DOCUMENT EXTRACT:
Image: Rachel Cunningham

An analysis of urban environments conducted by Sheffield University declared that Exeter is the ‘greenest’ city centre in Britain, based on its abundance of trees and park coverage. 

The study looked at 68 municipalities across the UK with populations of at least 100,000 people, using satellite light absorption to measure vegetation in city centres. Results showed that Exeter had the greenest city centre in Britain, followed by Islington in London and Bristol. However, the lowest ranking city centres – Glasgow, Leeds, Liverpool and Sheffield – demonstrate a clear divide between North and South municipalities, regarding levels of green land. 

Part of Exeter’s ‘green’ success is due to the large number of trees grown on our campuses. With around 10,000 mature trees planted around the university, this is supposedly one of the highest tree to student ratios of any university in the UK.

SUPPLIED INFORMATION:

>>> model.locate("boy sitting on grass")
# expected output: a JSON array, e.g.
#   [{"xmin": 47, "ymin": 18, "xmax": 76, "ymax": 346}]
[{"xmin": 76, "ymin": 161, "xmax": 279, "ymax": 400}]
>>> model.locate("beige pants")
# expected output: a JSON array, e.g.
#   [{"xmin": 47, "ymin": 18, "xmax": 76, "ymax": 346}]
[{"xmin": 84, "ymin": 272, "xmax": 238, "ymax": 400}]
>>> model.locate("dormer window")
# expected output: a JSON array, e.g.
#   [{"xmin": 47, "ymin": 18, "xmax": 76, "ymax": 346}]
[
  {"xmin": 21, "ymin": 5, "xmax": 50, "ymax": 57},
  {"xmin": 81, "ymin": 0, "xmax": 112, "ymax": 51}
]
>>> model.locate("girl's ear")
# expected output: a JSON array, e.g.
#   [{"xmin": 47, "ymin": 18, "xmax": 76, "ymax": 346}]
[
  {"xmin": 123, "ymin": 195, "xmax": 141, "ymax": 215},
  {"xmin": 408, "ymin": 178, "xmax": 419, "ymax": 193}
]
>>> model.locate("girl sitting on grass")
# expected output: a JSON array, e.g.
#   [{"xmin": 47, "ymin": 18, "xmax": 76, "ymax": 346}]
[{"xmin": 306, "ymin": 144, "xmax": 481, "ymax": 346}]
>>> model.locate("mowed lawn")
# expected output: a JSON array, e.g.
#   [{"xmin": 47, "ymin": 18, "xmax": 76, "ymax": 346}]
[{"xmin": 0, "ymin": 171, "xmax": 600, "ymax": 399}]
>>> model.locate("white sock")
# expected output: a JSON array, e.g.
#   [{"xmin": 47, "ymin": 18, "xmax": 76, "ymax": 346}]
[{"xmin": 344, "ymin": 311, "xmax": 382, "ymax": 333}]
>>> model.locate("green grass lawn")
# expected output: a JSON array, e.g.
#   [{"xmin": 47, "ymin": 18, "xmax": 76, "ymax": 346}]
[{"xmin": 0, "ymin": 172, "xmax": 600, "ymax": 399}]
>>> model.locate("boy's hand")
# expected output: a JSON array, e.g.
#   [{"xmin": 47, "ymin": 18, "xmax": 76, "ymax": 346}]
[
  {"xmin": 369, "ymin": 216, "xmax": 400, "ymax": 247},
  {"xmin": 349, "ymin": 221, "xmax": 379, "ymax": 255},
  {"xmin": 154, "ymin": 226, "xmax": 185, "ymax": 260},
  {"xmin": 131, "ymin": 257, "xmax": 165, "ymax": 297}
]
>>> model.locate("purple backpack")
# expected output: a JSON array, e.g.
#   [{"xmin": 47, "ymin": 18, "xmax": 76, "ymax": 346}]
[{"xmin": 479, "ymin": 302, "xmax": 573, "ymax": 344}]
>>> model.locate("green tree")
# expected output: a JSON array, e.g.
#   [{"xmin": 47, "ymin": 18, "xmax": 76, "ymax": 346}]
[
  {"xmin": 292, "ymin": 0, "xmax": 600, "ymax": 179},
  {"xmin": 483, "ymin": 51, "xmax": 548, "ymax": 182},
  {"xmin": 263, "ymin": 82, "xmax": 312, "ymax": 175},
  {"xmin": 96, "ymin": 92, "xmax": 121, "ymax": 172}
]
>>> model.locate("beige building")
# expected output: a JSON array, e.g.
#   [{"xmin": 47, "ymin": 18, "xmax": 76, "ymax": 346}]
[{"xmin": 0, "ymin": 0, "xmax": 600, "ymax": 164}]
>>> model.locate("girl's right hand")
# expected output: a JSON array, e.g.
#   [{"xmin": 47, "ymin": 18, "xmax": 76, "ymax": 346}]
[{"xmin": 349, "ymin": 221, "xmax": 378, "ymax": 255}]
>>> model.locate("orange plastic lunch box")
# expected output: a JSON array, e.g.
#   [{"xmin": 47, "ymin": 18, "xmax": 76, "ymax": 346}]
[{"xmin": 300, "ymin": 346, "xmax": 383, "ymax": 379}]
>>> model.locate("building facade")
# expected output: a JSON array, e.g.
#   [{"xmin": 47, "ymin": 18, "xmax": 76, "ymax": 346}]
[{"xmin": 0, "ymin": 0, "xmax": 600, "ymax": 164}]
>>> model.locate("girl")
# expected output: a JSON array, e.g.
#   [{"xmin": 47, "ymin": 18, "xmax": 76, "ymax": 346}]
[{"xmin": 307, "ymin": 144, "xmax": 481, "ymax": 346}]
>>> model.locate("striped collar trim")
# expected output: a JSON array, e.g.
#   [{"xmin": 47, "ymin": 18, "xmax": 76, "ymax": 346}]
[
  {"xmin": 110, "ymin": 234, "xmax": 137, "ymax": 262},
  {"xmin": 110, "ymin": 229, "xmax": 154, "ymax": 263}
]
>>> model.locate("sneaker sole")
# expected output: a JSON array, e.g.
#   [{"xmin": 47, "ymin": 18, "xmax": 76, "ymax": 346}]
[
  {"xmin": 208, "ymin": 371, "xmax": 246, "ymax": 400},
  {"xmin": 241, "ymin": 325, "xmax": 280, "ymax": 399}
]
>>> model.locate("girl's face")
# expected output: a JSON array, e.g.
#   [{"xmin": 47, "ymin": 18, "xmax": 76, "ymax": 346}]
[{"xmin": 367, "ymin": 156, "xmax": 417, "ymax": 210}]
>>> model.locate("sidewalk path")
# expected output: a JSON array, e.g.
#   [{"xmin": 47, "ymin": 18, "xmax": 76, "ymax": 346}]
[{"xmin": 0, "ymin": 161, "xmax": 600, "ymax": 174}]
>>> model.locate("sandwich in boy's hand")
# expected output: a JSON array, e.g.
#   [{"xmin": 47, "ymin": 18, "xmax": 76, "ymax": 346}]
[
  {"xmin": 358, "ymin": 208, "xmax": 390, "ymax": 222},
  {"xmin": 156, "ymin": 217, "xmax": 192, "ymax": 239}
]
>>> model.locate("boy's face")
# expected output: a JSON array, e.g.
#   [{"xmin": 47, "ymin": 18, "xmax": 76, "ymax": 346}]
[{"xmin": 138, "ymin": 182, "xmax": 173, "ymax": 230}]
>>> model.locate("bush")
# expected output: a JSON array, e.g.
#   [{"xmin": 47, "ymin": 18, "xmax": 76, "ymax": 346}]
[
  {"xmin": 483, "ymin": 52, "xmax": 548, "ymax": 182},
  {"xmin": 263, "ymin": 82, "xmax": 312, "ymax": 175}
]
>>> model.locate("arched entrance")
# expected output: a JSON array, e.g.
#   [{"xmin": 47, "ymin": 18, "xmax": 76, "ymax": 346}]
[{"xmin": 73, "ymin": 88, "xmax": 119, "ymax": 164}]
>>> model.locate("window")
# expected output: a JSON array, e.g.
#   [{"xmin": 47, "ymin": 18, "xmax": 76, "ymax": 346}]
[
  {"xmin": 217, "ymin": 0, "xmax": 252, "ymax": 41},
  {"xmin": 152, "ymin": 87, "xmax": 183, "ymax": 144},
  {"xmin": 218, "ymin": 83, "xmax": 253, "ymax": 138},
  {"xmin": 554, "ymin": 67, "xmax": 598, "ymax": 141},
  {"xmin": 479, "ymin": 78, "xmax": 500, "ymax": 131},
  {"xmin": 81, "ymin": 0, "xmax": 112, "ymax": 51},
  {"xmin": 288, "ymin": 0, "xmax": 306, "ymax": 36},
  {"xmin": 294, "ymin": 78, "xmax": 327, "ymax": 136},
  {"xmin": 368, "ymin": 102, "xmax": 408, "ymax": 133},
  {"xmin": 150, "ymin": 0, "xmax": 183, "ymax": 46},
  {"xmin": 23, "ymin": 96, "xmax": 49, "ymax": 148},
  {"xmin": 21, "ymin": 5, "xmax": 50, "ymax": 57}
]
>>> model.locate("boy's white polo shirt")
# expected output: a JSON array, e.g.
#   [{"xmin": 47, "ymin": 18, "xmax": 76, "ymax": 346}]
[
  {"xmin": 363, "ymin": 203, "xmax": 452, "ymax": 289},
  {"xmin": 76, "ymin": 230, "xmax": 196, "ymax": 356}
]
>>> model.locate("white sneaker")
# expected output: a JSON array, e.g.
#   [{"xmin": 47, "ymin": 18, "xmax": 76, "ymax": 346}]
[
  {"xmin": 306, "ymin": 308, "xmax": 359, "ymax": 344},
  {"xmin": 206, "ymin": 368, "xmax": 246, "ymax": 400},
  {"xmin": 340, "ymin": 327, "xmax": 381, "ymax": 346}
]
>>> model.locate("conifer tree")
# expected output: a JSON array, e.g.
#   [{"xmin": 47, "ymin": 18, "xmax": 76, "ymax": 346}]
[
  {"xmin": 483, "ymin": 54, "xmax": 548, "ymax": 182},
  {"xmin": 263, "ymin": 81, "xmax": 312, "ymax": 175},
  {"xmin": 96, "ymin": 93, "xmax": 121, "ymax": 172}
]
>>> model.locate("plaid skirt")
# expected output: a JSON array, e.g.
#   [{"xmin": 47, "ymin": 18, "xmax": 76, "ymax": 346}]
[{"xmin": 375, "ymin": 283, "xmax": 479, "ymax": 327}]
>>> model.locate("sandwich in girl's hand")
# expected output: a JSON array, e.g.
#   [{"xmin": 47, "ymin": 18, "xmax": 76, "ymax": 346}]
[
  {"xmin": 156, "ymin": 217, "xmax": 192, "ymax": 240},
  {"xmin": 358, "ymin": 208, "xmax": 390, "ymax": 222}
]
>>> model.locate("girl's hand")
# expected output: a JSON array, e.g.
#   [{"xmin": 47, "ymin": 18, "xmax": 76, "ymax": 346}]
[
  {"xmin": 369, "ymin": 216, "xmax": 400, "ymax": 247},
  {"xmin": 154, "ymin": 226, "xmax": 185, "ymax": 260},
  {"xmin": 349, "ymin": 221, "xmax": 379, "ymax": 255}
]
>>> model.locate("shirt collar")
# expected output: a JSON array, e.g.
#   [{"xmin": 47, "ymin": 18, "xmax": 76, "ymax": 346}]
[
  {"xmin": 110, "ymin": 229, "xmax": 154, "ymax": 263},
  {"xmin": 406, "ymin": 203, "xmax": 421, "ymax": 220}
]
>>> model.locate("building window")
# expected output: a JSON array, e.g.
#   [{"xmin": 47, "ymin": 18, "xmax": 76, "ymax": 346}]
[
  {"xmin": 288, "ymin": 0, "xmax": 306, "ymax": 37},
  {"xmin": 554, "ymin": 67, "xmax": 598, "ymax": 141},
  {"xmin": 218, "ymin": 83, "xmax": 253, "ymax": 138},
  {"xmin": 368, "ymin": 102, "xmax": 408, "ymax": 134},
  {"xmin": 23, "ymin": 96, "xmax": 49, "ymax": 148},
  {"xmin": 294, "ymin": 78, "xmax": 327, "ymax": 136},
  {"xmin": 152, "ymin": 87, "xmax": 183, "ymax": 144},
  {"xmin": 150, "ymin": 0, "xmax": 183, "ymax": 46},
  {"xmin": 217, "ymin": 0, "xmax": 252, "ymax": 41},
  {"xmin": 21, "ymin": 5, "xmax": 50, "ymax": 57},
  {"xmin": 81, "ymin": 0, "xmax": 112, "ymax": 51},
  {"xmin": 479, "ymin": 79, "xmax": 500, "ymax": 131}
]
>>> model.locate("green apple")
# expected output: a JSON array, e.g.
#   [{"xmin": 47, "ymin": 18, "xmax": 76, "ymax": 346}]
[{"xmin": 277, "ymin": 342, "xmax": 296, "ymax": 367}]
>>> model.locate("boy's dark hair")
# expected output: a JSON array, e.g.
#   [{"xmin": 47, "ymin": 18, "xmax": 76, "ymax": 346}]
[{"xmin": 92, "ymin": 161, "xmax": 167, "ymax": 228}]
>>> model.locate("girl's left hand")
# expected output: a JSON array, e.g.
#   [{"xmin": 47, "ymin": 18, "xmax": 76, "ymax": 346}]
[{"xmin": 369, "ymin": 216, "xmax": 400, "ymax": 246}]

DIRECTIONS FOR THIS TASK: Rewrite the stretch from "Image: Rachel Cunningham" through "and park coverage." in the passage on Exeter's green city centre, putting "wealth" in place of "abundance".

RESPONSE TO THE TASK:
Image: Rachel Cunningham

An analysis of urban environments conducted by Sheffield University declared that Exeter is the ‘greenest’ city centre in Britain, based on its wealth of trees and park coverage.